What to produce » From the line containing "Place a dot on every instance of the paddle, one" to the last line of the records, please reproduce every line exactly and nothing more.
※ ※ ※
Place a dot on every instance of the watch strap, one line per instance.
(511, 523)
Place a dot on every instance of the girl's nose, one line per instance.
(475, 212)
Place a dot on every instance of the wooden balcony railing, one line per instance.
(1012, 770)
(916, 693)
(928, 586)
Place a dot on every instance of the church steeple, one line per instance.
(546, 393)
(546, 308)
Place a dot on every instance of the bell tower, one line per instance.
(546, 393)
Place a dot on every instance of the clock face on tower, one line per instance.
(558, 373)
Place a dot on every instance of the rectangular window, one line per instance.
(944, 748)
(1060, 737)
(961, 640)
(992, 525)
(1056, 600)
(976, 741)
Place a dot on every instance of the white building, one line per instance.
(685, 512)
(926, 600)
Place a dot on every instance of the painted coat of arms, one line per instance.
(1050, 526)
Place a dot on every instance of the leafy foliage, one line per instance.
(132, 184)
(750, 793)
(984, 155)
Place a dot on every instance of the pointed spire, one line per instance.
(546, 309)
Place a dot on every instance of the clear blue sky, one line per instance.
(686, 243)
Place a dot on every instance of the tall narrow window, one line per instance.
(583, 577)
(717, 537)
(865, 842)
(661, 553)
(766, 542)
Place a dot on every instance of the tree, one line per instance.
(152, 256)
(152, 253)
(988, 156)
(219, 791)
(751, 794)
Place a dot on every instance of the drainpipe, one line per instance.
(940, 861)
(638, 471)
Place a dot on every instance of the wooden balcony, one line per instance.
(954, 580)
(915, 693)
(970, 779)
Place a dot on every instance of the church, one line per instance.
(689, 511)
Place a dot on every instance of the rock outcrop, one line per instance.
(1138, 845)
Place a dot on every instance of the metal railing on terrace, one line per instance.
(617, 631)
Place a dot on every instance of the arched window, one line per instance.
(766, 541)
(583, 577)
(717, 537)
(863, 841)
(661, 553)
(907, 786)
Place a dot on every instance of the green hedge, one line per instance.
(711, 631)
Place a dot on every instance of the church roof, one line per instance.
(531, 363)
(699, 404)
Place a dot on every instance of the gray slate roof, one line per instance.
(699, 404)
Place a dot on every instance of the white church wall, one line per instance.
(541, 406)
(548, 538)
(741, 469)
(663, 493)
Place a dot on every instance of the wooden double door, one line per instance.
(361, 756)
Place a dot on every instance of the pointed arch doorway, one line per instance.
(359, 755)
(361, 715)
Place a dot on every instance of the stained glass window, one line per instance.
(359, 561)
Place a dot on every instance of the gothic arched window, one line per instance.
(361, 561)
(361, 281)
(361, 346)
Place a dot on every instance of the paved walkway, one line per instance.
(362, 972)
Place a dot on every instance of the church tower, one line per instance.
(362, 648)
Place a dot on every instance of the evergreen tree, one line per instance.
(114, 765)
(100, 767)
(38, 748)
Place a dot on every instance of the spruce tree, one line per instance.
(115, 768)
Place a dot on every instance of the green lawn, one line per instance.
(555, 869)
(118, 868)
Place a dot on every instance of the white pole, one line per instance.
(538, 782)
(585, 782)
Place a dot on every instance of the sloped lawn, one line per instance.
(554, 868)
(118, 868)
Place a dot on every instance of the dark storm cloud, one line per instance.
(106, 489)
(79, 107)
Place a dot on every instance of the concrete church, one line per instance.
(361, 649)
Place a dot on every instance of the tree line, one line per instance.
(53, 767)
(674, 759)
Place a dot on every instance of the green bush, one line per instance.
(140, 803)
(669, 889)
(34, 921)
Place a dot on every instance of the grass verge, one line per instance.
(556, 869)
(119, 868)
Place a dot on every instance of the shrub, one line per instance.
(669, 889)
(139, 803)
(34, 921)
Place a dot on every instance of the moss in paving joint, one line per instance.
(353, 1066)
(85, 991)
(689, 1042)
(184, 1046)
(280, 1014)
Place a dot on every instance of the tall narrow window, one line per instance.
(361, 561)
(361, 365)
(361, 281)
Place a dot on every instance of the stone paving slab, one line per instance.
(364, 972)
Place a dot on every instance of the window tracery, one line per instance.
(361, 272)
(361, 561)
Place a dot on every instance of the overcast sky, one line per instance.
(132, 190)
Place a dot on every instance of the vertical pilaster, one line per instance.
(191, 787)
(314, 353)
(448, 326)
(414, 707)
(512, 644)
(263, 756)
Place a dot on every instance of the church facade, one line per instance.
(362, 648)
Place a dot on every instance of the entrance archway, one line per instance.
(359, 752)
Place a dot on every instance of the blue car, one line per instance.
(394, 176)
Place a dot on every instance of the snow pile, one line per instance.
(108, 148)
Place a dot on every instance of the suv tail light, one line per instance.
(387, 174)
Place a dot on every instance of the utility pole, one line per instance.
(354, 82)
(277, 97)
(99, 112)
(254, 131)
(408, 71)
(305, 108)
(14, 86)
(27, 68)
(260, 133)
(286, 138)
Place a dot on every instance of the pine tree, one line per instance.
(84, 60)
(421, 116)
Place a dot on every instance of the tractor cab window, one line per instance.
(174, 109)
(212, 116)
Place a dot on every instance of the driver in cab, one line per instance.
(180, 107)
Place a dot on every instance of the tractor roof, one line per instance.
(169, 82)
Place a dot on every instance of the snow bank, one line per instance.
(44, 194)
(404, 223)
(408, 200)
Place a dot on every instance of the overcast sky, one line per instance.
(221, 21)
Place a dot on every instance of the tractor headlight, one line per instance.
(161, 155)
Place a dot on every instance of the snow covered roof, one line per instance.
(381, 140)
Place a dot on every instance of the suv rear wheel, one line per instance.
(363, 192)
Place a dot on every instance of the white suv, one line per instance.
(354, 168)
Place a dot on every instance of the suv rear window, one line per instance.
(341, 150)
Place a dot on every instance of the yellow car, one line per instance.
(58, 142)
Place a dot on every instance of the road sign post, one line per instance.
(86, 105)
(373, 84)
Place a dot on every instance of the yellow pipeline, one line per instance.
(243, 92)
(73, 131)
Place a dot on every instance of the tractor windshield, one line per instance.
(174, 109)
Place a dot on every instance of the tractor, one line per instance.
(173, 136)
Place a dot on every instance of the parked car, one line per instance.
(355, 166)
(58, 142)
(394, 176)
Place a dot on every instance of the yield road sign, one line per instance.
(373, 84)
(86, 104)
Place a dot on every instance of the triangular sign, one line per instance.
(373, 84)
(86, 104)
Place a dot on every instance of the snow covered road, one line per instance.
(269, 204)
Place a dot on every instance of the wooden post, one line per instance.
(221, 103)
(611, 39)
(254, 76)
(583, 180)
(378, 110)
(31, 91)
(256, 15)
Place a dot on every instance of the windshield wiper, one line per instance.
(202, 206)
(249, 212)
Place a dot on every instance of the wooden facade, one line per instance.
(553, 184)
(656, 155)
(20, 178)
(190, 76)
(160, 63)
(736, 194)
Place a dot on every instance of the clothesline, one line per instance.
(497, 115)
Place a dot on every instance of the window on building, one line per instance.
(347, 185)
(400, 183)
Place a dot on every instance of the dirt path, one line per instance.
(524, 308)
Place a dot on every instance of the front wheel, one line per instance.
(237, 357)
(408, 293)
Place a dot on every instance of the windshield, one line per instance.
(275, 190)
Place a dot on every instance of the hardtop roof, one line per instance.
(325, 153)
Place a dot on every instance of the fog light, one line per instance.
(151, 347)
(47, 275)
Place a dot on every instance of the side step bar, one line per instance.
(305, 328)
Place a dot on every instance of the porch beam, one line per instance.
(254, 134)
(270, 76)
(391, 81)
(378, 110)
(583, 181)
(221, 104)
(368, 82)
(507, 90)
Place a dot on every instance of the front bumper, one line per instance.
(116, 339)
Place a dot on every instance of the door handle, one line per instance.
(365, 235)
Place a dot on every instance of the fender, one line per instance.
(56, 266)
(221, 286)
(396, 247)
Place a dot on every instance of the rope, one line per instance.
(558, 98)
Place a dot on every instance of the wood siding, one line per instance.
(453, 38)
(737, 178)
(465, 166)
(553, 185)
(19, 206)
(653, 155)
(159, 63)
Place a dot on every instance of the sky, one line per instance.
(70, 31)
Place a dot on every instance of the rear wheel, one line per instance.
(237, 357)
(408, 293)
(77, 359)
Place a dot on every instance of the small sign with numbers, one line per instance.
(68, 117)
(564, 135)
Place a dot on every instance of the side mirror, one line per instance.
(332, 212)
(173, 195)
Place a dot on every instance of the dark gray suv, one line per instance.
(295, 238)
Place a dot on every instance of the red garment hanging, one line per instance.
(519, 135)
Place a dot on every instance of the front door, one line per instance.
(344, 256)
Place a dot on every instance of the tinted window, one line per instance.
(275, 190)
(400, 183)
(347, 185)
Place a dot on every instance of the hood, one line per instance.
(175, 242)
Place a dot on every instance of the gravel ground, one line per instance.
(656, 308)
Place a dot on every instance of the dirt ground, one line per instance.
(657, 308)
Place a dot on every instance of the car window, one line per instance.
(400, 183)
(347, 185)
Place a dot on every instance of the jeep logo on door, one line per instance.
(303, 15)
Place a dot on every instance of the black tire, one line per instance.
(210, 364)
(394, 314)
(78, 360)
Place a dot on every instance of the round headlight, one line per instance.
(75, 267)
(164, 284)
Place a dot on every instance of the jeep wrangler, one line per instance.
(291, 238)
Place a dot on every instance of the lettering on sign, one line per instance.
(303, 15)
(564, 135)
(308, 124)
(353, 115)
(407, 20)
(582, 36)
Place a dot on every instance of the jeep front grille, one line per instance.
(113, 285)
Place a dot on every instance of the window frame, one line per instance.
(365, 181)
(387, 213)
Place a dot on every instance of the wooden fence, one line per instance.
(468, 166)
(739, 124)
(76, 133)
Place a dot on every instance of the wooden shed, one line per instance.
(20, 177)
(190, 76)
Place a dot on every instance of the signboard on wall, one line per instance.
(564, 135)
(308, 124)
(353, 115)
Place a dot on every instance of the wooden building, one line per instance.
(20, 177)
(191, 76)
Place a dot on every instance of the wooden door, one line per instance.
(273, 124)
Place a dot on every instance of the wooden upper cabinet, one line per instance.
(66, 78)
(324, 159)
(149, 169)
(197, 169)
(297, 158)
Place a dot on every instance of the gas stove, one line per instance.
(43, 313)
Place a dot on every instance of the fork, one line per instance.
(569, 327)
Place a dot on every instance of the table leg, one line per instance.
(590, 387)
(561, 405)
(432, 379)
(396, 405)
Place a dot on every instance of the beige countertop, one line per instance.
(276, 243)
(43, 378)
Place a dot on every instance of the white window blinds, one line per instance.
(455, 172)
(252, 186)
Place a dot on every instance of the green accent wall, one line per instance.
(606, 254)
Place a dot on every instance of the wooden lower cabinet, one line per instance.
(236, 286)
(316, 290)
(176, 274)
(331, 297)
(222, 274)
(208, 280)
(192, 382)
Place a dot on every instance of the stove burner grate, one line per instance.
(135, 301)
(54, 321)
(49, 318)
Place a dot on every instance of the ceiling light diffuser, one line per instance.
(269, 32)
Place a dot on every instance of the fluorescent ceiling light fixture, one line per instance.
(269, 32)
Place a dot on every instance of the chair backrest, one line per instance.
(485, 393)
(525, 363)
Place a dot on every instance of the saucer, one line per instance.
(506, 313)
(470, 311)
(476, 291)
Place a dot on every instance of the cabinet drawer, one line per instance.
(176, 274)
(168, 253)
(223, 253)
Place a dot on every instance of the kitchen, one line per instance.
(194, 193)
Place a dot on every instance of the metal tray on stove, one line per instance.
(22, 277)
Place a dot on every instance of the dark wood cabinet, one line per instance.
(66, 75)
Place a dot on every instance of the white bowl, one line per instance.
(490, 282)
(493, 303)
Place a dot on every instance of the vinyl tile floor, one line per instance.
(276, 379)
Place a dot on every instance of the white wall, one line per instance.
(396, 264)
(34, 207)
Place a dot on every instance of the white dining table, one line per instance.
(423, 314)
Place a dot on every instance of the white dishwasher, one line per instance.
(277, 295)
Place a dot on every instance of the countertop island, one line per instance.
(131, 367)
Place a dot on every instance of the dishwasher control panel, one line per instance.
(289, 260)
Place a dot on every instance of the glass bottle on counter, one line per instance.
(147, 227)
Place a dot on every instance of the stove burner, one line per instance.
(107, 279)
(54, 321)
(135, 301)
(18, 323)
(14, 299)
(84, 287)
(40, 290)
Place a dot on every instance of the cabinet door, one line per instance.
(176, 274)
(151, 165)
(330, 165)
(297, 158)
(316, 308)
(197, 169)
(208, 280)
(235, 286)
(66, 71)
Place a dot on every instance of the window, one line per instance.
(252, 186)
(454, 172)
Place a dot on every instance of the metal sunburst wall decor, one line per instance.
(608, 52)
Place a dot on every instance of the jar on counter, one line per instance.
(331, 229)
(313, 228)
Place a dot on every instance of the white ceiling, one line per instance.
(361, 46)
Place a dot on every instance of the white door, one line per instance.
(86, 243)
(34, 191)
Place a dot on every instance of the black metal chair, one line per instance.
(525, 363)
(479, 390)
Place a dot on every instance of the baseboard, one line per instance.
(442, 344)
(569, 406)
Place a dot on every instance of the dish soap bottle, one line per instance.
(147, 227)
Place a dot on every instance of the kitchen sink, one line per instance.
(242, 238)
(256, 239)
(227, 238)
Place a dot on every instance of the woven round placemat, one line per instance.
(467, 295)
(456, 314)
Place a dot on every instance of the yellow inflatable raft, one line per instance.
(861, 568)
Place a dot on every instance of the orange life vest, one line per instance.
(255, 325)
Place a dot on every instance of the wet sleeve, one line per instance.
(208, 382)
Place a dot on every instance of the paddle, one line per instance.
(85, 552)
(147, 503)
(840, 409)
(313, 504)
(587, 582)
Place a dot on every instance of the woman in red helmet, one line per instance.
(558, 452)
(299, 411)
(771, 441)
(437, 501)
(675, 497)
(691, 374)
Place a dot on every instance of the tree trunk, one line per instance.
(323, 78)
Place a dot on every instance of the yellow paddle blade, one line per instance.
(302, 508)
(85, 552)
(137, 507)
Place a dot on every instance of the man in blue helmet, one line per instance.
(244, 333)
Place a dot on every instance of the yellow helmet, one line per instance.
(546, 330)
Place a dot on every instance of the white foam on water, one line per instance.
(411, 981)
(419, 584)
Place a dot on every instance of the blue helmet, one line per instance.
※ ※ ※
Result »
Place a dot on every instance of the paddle, one line per instance.
(85, 552)
(147, 503)
(840, 409)
(313, 504)
(587, 582)
Place a dot on every instance of the woman in red helmet, one line per instance.
(558, 452)
(299, 411)
(771, 441)
(437, 501)
(675, 497)
(691, 374)
Place a dot on every instance of the tree trunk, one line per instance.
(323, 78)
Place a dot on every instance of the yellow paddle blade, one line per instance.
(302, 508)
(85, 552)
(137, 507)
Place a dot on every instance of the man in blue helmet, one line per instance.
(244, 333)
Place a dot on every instance of the yellow helmet, one line per instance.
(546, 330)
Place a dot on every instance of the white foam on water, one line per instance.
(411, 981)
(419, 584)
Place a dot on every instance of the blue helmet, one line per instance.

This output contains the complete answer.